Exercise:
Convert the listing below, from the line holding "Would you mind spotting the rear" through the line holding "<point>451,233</point>", inclusive, into a two-column CSV headed request and answer. Make one row for each request and its answer, put each field in quotes, and turn line breaks into spaces.
═══ Records for the exercise ═══
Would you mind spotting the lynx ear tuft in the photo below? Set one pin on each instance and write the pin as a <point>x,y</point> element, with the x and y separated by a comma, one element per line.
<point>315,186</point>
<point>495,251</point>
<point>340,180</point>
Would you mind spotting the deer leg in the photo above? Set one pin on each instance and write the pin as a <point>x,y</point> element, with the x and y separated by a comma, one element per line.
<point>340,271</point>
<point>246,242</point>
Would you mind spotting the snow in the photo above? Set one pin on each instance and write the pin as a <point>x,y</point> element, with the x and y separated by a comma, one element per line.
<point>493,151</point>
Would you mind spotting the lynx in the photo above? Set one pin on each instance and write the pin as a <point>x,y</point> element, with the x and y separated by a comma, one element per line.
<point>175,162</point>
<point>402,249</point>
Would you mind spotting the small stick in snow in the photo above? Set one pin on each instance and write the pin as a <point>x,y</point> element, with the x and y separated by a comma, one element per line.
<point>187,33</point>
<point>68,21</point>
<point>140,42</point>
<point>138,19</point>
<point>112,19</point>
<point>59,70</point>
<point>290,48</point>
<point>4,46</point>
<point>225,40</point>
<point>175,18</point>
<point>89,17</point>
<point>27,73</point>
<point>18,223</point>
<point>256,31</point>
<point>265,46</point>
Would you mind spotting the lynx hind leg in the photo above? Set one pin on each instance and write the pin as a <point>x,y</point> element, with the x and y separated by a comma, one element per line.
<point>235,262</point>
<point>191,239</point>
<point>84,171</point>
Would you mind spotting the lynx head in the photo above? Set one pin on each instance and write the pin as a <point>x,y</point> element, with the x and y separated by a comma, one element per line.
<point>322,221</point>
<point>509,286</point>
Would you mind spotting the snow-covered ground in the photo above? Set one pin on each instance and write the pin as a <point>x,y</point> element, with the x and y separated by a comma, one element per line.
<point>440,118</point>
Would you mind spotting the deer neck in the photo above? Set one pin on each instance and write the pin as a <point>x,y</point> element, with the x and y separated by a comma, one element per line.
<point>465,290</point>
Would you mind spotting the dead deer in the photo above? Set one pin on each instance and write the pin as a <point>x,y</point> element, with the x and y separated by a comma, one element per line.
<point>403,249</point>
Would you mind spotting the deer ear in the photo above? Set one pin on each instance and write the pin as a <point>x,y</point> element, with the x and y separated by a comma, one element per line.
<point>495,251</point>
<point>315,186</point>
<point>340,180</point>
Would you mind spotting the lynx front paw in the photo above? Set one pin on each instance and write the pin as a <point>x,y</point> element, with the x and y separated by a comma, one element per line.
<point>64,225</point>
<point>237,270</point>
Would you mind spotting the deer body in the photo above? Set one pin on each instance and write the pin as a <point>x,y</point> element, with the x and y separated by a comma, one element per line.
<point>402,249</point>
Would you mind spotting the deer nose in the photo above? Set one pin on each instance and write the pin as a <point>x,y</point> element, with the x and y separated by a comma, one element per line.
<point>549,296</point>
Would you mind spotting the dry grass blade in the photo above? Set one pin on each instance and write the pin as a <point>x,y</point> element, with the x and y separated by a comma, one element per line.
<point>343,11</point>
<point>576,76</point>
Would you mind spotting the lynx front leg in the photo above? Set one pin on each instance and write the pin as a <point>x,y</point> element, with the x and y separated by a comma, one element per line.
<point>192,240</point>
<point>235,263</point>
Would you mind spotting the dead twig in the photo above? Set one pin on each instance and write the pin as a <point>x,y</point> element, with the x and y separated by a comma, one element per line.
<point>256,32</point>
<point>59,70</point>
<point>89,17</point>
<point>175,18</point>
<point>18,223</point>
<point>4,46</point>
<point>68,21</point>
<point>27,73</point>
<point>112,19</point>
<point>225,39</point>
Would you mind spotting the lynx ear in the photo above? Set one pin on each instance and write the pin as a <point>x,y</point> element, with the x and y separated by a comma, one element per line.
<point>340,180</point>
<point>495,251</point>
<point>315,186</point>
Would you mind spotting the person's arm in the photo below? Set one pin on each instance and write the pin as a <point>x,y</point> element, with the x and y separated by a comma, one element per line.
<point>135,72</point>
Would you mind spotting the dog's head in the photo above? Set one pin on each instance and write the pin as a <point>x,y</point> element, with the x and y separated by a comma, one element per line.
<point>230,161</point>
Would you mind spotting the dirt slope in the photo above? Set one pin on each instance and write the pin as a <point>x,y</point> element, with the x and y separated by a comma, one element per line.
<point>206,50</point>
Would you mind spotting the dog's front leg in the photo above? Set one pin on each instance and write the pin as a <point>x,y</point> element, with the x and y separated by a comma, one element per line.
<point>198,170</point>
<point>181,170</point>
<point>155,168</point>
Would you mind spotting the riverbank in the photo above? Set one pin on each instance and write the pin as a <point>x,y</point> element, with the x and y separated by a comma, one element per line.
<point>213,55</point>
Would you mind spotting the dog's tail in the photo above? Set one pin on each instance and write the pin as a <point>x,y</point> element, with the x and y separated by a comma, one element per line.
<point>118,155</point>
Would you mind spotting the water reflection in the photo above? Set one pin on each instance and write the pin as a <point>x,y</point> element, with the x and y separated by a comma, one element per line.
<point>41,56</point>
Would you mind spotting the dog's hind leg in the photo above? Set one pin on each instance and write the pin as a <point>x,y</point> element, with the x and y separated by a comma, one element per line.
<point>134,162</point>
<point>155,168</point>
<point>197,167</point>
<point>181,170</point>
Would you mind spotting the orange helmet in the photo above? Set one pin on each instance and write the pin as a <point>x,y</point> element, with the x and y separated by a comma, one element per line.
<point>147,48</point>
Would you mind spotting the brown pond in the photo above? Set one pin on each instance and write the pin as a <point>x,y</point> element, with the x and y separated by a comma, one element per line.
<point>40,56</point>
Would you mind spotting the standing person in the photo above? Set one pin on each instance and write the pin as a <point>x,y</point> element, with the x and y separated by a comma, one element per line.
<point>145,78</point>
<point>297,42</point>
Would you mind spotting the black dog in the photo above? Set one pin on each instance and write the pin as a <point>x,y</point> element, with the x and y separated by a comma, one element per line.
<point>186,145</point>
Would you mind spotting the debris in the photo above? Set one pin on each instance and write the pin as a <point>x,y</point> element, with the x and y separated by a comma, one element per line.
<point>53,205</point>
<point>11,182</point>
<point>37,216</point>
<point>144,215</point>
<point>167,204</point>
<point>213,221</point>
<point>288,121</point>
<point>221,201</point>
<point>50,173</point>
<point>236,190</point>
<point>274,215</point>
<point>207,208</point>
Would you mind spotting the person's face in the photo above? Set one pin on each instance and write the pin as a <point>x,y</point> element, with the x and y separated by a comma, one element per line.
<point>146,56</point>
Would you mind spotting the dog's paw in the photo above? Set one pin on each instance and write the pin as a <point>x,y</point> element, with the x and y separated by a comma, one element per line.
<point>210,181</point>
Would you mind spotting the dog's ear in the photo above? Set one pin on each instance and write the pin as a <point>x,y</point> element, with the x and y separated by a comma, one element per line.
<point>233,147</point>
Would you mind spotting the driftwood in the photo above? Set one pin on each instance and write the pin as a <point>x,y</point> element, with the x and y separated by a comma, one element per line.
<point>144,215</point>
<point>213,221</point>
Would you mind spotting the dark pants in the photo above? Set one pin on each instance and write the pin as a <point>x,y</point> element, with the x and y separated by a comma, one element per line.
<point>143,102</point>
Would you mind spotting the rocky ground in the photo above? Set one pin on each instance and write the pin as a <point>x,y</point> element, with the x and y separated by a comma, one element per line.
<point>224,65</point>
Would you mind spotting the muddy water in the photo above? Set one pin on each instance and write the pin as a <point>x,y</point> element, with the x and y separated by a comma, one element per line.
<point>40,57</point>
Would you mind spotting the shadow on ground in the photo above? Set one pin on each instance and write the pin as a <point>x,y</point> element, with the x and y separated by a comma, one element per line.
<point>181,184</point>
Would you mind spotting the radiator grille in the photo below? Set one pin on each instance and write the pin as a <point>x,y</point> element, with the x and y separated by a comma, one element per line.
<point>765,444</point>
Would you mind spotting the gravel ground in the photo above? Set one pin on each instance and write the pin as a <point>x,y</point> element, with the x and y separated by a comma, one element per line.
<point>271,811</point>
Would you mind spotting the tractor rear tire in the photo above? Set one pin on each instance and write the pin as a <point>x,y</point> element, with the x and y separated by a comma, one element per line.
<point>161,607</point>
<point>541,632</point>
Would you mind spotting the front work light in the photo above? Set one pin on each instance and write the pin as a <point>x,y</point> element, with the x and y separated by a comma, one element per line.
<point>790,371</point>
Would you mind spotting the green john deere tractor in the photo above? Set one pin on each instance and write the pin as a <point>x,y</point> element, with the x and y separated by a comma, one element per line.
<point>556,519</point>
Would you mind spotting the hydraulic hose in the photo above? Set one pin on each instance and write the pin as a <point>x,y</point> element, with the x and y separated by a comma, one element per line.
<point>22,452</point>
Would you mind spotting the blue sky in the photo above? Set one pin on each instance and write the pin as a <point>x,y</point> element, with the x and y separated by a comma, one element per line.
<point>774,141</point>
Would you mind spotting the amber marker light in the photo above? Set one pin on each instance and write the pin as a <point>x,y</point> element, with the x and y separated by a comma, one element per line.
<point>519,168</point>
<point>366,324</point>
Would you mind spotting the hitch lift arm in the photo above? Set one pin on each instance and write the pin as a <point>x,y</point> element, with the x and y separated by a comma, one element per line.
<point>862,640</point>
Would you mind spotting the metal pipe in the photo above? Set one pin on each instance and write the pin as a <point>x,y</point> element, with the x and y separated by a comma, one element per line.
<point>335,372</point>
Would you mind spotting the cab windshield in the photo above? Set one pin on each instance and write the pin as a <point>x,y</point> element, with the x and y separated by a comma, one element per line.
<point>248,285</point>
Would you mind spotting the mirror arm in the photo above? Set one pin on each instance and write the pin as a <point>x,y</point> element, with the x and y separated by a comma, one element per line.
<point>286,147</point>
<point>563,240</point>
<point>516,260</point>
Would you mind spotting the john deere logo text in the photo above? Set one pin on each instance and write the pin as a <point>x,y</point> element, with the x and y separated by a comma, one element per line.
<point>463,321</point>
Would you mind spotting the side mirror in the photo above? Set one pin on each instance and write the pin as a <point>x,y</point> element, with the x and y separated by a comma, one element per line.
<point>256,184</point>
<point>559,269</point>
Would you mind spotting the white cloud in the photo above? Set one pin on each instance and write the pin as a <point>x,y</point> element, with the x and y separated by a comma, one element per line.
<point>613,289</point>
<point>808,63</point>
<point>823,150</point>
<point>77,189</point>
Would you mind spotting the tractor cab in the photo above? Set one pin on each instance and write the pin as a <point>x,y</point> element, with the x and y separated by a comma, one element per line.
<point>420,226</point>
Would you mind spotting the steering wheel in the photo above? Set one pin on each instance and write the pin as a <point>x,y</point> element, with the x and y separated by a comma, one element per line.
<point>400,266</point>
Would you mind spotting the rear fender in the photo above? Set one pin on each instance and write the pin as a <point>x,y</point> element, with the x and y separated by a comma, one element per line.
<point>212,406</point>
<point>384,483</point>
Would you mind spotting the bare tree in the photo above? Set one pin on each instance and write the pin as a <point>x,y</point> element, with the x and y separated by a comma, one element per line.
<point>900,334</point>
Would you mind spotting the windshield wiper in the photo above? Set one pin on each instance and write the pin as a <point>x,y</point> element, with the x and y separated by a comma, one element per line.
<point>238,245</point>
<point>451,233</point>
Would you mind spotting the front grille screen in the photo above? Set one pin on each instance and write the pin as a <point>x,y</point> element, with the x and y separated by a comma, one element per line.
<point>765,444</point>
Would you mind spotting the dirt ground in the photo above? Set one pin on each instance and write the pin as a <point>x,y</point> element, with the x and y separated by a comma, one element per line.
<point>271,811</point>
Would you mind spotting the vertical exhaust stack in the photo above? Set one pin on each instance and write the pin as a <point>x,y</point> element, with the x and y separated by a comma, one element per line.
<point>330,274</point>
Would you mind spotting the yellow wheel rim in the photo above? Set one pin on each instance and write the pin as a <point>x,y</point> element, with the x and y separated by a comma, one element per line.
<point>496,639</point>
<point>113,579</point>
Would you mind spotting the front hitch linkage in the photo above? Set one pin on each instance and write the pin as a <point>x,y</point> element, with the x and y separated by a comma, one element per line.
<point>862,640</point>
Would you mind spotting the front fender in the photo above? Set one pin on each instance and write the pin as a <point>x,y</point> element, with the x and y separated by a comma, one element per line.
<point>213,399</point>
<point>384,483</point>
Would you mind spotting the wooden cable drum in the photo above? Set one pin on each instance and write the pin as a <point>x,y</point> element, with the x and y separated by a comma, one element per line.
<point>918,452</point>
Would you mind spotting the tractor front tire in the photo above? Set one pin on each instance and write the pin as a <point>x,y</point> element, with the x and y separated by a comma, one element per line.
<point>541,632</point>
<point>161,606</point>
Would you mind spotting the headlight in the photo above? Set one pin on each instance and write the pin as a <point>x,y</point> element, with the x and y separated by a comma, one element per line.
═══
Full solution:
request,answer
"Would you mind spotting the rear fender in the photo above? Set one pin on each instance and write the pin as a <point>x,y</point> element, with the x and y separated by a comma, one element per line.","<point>212,406</point> <point>384,483</point>"
"Would you mind spotting the bare tree in the photo above? Set one pin on each instance and write the pin as a <point>x,y</point> element, with the x and y separated by a comma, one element per line.","<point>900,334</point>"
"Would you mind spotting the windshield wiper in the photo above? Set one pin on each instance and write the pin as a <point>x,y</point> element, with the x and y separated by a comma, one element per line.","<point>238,245</point> <point>451,233</point>"